What you are asked to do -> Rescale the part of the material that opens with the line containing "the bird in" and closes with its final line. Write those lines out again, requests included, with every coordinate multiplied by 0.7 and rounded to a whole number, halves rounding up.

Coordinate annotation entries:
/---

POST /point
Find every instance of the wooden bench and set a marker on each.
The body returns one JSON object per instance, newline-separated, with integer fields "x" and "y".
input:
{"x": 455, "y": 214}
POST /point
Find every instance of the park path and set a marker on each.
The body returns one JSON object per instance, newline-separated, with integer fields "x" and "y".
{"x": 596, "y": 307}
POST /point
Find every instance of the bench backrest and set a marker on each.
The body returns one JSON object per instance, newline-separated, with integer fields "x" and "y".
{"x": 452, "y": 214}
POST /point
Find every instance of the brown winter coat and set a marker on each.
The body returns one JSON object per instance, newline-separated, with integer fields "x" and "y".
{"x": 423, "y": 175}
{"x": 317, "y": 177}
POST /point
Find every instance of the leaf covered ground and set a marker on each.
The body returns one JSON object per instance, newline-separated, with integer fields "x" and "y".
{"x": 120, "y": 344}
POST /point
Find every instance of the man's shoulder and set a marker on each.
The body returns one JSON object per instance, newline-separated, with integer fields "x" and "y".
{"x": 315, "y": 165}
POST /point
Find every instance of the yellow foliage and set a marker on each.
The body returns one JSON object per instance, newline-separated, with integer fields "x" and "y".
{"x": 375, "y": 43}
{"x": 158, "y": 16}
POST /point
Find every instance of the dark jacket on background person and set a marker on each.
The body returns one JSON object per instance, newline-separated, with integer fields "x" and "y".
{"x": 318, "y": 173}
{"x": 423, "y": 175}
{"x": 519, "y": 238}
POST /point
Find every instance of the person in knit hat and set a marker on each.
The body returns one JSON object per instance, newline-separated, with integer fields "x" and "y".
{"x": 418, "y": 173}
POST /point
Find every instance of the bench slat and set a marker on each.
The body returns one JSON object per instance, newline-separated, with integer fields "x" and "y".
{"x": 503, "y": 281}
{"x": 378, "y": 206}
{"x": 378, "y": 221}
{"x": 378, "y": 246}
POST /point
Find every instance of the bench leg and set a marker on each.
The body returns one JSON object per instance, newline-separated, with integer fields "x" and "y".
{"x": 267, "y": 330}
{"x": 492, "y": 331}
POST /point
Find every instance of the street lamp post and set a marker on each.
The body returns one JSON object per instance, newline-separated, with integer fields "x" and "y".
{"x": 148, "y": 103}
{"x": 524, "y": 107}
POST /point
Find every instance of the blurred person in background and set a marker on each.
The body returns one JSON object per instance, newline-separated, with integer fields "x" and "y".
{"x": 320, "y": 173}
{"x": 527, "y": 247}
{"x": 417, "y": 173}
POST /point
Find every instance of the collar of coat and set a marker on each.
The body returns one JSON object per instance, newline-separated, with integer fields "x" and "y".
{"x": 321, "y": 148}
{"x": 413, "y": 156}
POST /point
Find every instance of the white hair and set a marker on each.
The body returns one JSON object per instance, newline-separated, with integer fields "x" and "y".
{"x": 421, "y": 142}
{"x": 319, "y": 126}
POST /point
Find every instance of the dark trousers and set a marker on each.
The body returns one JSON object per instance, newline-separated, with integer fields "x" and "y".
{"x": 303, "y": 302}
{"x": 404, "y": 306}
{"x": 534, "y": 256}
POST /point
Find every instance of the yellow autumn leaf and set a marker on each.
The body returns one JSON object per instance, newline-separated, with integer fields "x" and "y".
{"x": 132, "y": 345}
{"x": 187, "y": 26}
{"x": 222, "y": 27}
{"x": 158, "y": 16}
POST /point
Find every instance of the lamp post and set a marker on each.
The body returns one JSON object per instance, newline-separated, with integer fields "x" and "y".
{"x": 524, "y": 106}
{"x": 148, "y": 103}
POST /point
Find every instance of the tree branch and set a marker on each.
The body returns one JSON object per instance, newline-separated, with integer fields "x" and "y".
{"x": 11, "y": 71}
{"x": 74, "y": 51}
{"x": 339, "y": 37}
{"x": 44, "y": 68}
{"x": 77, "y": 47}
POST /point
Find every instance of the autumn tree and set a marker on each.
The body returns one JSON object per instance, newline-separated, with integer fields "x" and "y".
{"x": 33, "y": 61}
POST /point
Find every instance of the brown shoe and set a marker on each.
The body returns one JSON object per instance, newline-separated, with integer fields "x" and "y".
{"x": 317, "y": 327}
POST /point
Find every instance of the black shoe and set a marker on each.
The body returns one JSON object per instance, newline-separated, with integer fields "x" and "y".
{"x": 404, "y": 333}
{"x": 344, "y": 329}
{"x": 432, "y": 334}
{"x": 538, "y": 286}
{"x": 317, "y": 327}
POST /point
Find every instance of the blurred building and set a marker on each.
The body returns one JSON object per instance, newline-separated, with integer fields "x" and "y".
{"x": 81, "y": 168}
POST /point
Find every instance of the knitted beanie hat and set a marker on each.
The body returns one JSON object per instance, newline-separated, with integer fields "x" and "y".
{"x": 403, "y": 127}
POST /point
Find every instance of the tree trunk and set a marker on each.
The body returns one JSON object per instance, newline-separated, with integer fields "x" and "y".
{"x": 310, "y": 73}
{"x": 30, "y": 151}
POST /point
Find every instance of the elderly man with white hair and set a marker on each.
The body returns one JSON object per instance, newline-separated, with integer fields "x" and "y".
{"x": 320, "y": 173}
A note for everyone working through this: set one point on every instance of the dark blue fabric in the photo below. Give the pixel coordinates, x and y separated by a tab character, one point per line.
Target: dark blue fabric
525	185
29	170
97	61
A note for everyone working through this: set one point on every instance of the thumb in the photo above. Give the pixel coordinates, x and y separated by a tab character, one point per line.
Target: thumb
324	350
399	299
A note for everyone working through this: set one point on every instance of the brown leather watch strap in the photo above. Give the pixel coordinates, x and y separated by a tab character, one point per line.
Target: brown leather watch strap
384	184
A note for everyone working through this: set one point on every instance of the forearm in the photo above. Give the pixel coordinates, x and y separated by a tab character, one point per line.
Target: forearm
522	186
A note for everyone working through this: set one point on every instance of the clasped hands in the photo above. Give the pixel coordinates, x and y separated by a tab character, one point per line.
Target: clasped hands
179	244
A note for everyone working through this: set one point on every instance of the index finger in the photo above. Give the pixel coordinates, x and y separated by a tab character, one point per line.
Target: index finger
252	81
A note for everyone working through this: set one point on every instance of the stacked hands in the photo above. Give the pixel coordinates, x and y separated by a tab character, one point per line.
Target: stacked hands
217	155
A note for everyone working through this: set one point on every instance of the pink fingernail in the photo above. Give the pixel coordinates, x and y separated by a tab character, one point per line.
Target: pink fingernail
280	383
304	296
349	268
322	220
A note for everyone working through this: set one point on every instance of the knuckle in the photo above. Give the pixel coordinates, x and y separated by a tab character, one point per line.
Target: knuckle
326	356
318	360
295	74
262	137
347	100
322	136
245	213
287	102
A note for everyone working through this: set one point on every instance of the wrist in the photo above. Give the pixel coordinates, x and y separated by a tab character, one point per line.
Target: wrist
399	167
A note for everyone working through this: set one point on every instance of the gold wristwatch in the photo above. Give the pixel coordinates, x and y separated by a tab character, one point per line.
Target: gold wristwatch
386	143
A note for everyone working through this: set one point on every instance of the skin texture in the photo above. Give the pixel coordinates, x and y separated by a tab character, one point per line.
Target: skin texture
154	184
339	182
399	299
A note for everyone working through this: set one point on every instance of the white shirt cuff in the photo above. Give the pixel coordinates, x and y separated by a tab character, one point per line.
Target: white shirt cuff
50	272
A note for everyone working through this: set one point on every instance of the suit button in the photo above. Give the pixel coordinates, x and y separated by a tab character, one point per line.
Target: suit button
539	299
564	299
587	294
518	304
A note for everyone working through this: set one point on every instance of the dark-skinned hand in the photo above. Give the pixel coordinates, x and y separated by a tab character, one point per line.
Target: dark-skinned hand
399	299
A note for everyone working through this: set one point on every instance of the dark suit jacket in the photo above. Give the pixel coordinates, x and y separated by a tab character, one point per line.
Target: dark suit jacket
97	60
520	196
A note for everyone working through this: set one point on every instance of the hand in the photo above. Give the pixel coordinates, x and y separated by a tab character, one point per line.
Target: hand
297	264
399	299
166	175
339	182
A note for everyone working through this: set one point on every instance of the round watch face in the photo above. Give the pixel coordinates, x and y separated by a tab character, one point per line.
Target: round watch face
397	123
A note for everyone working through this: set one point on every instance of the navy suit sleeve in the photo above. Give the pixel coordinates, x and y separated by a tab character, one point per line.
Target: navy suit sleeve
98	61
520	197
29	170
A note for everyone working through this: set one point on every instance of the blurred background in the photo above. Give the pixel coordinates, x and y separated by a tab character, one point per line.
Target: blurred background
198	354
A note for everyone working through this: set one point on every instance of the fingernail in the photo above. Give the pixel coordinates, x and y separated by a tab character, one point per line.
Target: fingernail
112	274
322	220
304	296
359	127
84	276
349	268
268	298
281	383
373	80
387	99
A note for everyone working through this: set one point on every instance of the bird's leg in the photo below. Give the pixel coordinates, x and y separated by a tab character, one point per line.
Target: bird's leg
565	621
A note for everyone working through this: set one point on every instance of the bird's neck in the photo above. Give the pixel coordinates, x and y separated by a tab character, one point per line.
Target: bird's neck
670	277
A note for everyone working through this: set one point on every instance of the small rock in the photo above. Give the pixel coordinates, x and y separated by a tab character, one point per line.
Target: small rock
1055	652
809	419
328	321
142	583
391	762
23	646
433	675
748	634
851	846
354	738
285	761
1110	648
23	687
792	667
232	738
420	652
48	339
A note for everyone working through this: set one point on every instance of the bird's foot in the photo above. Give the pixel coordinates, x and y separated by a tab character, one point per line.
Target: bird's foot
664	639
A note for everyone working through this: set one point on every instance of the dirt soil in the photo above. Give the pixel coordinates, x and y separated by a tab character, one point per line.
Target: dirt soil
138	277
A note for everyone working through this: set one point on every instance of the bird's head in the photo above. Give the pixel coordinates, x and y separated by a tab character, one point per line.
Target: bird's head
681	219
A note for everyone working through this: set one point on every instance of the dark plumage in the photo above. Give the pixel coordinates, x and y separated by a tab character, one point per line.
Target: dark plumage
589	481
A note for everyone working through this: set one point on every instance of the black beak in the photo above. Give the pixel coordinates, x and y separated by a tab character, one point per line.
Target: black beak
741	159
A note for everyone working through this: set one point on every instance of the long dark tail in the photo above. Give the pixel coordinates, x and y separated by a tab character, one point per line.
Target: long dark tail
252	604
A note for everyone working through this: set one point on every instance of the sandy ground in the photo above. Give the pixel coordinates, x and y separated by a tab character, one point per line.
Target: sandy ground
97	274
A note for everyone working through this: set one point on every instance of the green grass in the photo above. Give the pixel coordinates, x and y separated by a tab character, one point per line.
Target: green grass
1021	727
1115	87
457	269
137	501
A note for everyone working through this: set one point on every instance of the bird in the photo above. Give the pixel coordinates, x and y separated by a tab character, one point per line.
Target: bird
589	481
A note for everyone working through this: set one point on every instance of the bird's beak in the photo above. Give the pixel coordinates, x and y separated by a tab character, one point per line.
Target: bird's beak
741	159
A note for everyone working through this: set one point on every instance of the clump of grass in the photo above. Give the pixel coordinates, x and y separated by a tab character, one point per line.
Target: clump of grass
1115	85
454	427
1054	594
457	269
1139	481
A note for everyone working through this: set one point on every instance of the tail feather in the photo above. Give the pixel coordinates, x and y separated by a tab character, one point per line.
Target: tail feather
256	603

\---

Response to this task ->
A note for everyone working through this: set one point on every instance of the bird in the photo above. Give the pixel coordinates, x and y separated by a tab character, one point per line.
Target: bird
412	337
A note for everyone working through this: set one point on every instance of the bird's beak in the photo above. Give the pixel coordinates, x and y separated by a tab character, one point per line.
Target: bird's beak
519	111
A note for everyone working through this: set one point on every instance of the clump of grass in the photo above. Give the pixel coordinates, x and y separated by a tab character, one point per line.
Target: clump of grass
781	60
318	299
738	416
320	188
797	337
A note for everyone working through this: set one point on every instance of the tail feather in the photo above. Give the pixel coordinates, x and y separated by a tab character, one point per line.
Target: tail feather
179	422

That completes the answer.